Summary: Two methods for setting goals you're likely to achieve, and will like once you attain them.

Imagine you were shopping for a house, and told the realtor only this: "I do not want my house to have six rooms. It should not have a spiral staircase. And I hate stucco, so it shouldn't have that." What are the chances you'd get shown houses you wanted?

Sound silly? Lots of people set goals that way. "I want my wife to stop telling me what to do." When she stops nagging and starts talking about divorce, he keeps complaining. He achieved his goal, but it isn't what he wanted.

With goals that are vague or poorly thought out, it's easy to work hard to achieve an outcome that you dislike once you get it. Or you might succeed, but not notice that you did. Plenty of workaholics have that problem.

Societies make these mistakes too. Traffic jams make cars slower than the trolleys they replaced. Citizens overthrow oppressive governments, only to install worse ones. Automation reduces toil but throws millions out of work.

On the other hand, some people and groups do a great job of wanting things worth having, and getting what they want in ways that really work. This isn't magic. These people are doing something different that helps them succeed. You too can learn to set goals in ways that work.

What are goals?

A goal is simply an end result you want or choose to work toward. Some people distinguish between primary goals (what you want) and secondary goals (things you must do to create what you want).

Goals are most powerful when you love them passionately and they align with your values. Aligning your life, goals, actions, and values is one of the most powerful things you can do to achieve what you want.

Goal-setting is often a process of discovery. You may not know what you want. You may need to discover or create it, and you might change your mind along the way. Many people discover their deepest values late in life.

Effective goal-setting

Two methods of goal-setting work exceptionally well to help people get what they want and avoid problems. Holistic Management is a way of making better decisions that helps people achieve what they want more effectively. Neuro-Linguistic Programming is a way for people to become highly effective in any context. From their separate roots in land management and personal growth, both discovered some of the same key aspects of effectiveness:

  • Work toward goals, not away from problems.
  • Monitor and correct course. Look for early-warning signs that you're off-course, and correct immediately. If what you do doesn't work, do something else.
  • Think holistically. How does each action or change work in context and over time?

Particularly in the area of goal-setting, the NLP and HM approaches complement each other. They are fairly different in how they work and what they're intended to achieve. While NLP assumes multiple goals or objectives, HM sets one holistic goal or vision. HM also separates what you want from how you achieve it. NLP has them dance, each influencing the other until both the goal and the process of achieving it work as a whole.

NLP goal-setting

This process was developed by studying people who were good at setting and achieving goals, and who were happy with the outcomes they got. It works for outcomes of any size.

You may find it helpful to have another person walk you through the process. Explaining the details of your goal to them will uncover any parts that are vague, undefined, or problematic.

What do you want?

  • State what you do want, not what you don't. If you don't want X, what do you want instead?
  • Be specific. The better you understand how your goal will look, sound, and feel, the more likely you will make it exactly what you want, and the more resources your unconscious mind can muster to help you achieve it.
  • Where, when, and with whom do you want your goal? It may be appropriate for some contexts, but not others. Mentally rehearse it to find out.
  • What larger outcome is this part of? How does it fit into who you are and your major beliefs and values?
  • What time-frames are involved?

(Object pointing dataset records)
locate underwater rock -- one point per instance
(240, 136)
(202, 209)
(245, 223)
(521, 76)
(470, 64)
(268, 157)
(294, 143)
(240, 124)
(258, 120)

■ Given exercise A: In the goal-setting text, what does HM set, in contrast to NLP's multiple goals or objectives?
■ Given exercise B: Count the lines of the records that contain the word "instance", treating uppercase and lowercase as different.

■ Correct output A: One holistic goal or vision.

■ Correct output B: 1